→ **Your tasks**:
A: In the article on special processors for IoT devices and wearables, how is the set of usable gates chosen for self-modifying code?
B: Write the next part of the article on special processors for IoT devices and wearables, picking up after its final sentence.

→ **Selected text**:
◇ ◇ ◇

Tuesday, April 23, 2024

Special Processors to Drive IoTs and Wearables (Part 2 of 2)

- Advertisement -

Read Part 1

Over 20 billion connected devices expected in next five years will require a special class of processors that will have ultra-low-power and space requirements

More complex processors contain more performance-enhancing features such as large caches, prediction or speculation mechanisms, and out-of-order execution that introduce non-determinism into the instruction stream. Co-analysis is capable of handling this added non-determinism at the expense of analysis tool runtime. For example, by injecting an X as the result of a tag check, both the cache hit and miss paths are explored in the memory hierarchy. Similarly, since co-analysis already explores taken and not-taken paths for input-dependent branches, it can be adapted to handle branch prediction.

In an out-of-order processor, instruction ordering is based on the dependence pattern between instructions. While instructions may execute in different orders depending on the state of pipelines and schedulers, a processor that starts from a known reset state and executes the same piece of code will transition through the same sequence of states each time. Thus, modifying input-independent control flow graph (CFG) exploration to perform input-independent exploration of the data flow graph (DFG) may allow analysis to extend to out-of-order execution.

- Advertisement -

For complex applications, CFG complexity increases. This may not be an issue for simple in-order processors, since the maximum length of instruction sequences (CFG paths) that must be considered is limited based on the number of instructions that can be resident in the processor pipeline at once. However, for complex applications running on complex processors, heuristic techniques may have to be used to improve scalability.

In a multi-programmed setting (including systems that support dynamic linking), we take the union of toggle activities of all applications (caller, callee and the relevant OS code in case of dynamic linking) to get a conservative profile of unusable gates. Similarly, for self-modifying code, the set of usable gates for the processor is chosen as the union of usable gate sets for all code versions. In case of fine-grained execution, any state that is not maintained as part of a thread’s context is assumed to have a value of X when symbolic execution is performed for an instruction belonging to the thread. This leads to a conservative coverage of usable gates for the thread, irrespective of the behaviour of the other threads.

Bespoke processor design

Bespoke processor design is a novel approach to reducing processor area and power consumption without any degradation in performance. In this approach, a processor is tailored for an application such that it consists of only the gates required by the application for any possible execution with any possible inputs. A bespoke processor still runs the unmodified application binary without any performance degradation. Symbolic gate-level simulation-based methodology takes the original microprocessor IP and application binary as input to produce a design that is functionally-equivalent to the original processor from the perspective of the target application while consisting of the minimum number of gates needed for execution.

◇ ◇ ◇

→ **Recorded data**:
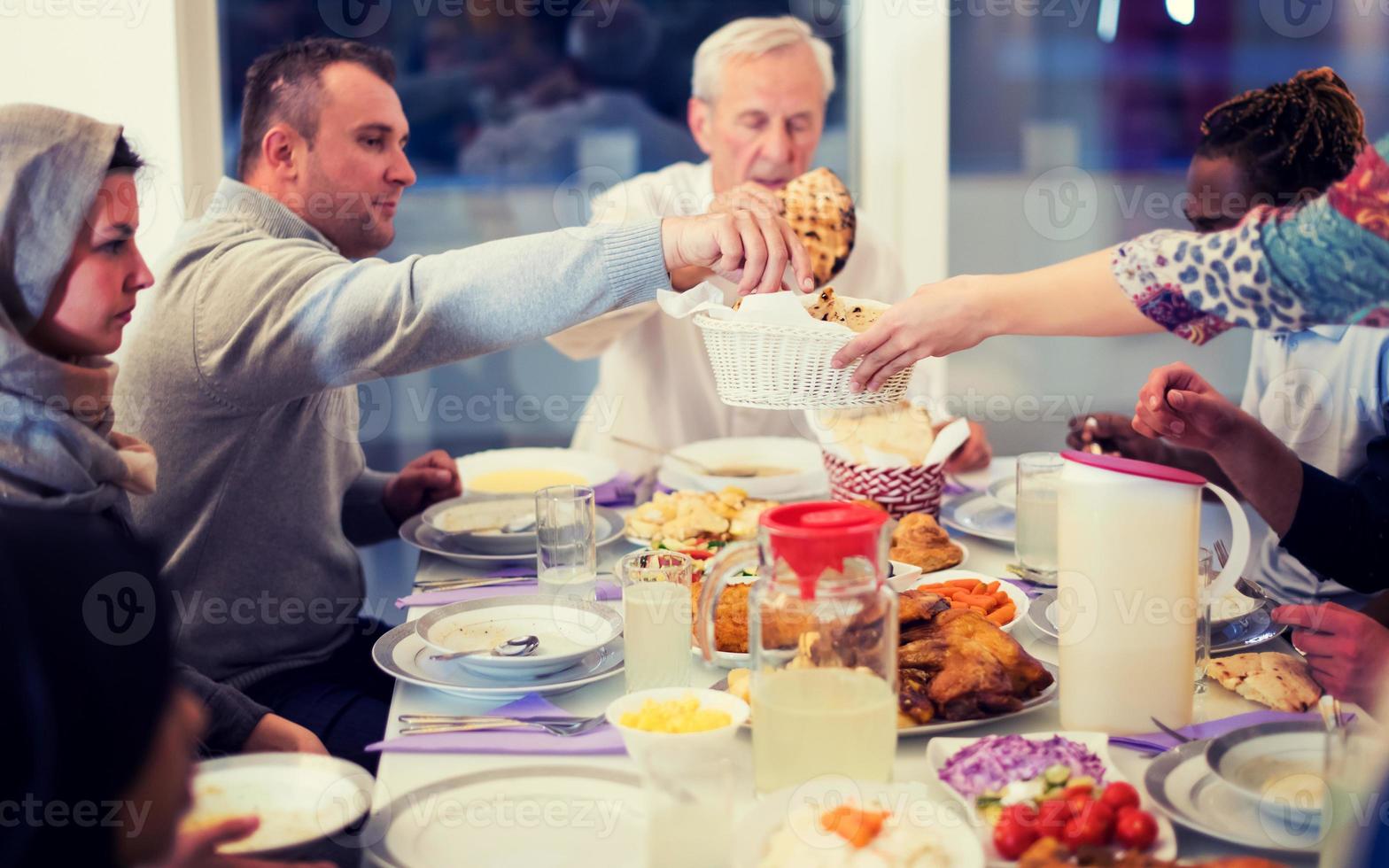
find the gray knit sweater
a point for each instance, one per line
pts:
(242, 374)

◇ ◇ ◇

→ **Answers to the problems**:
A: It is chosen as the union of the usable gate sets for all code versions.

B:
A large class of emerging applications is characterised by severe area and power constraints. For example, wearables and implantables are extremely area- and power-constrained. Several IoT applications such as stick-on electronic labels, RFIDs and sensors are also extremely area- and power-constrained. Area constraints are expected to be severe also for printed plastic and organic applications.

Cost concerns drive many of these applications to use general-purpose microprocessors and microcontrollers instead of much more area- and power-efficient ASICs, since, among other benefits, development cost of microprocessor IP cores can be amortised by the IP core licensor over a large number of chip makers and licensees. In fact, ultra-low-area- and power-constrained microprocessors and microcontrollers powering these applications are already the most widely used type of processing hardware in terms of production and usage, in spite of their well-known inefficiency compared to ASIC and FPGA-based solutions.

Given this mismatch between the extreme area and power constraints of emerging applications and the relative inefficiency of general-purpose microprocessors and microcontrollers compared to their ASIC counterparts, there exists a considerable opportunity to make microprocessor-based solutions for these applications much more area- and power-efficient.

The bespoke processor design methodology relies on gate-level symbolic simulation to identify gates in the microprocessor IP that cannot be toggled by the application, irrespective of the application inputs, and automatically eliminates them from the design to produce a significantly smaller and lower power design with the same performance. In many cases, reduction in the number of gates also introduces timing slack, which can be exploited to improve performance or further reduce power and area. Since the original design is pruned at the granularity of gates, the resulting methodology is much more effective than any approach that relies on coarse-grained application-specific customisation.

This methodology can be used either by IP licensors or IP licensees to produce bespoke designs for the application of interest. Its simple extensions can be used to generate bespoke processors that can support multiple applications or different degrees of in-field software programmability, debuggability and updates.In the world of ultra-low-power applications, power is everything. There are three basic types of systems depending on the sources of power:

1. Systems powered directly by energy harvesting (for example, a solar cell)

2. Systems powered by a battery, which, in turn, is charged via energy harvesting

3. Systems that just have a battery

It’s the size of energy harvesting and/or energy storage (battery) components that ultimately determines the form factor, size and weight of an ultra-low-power device. Peak power and energy consumption impact harvester and battery size calculations in different ways depending on the type of device.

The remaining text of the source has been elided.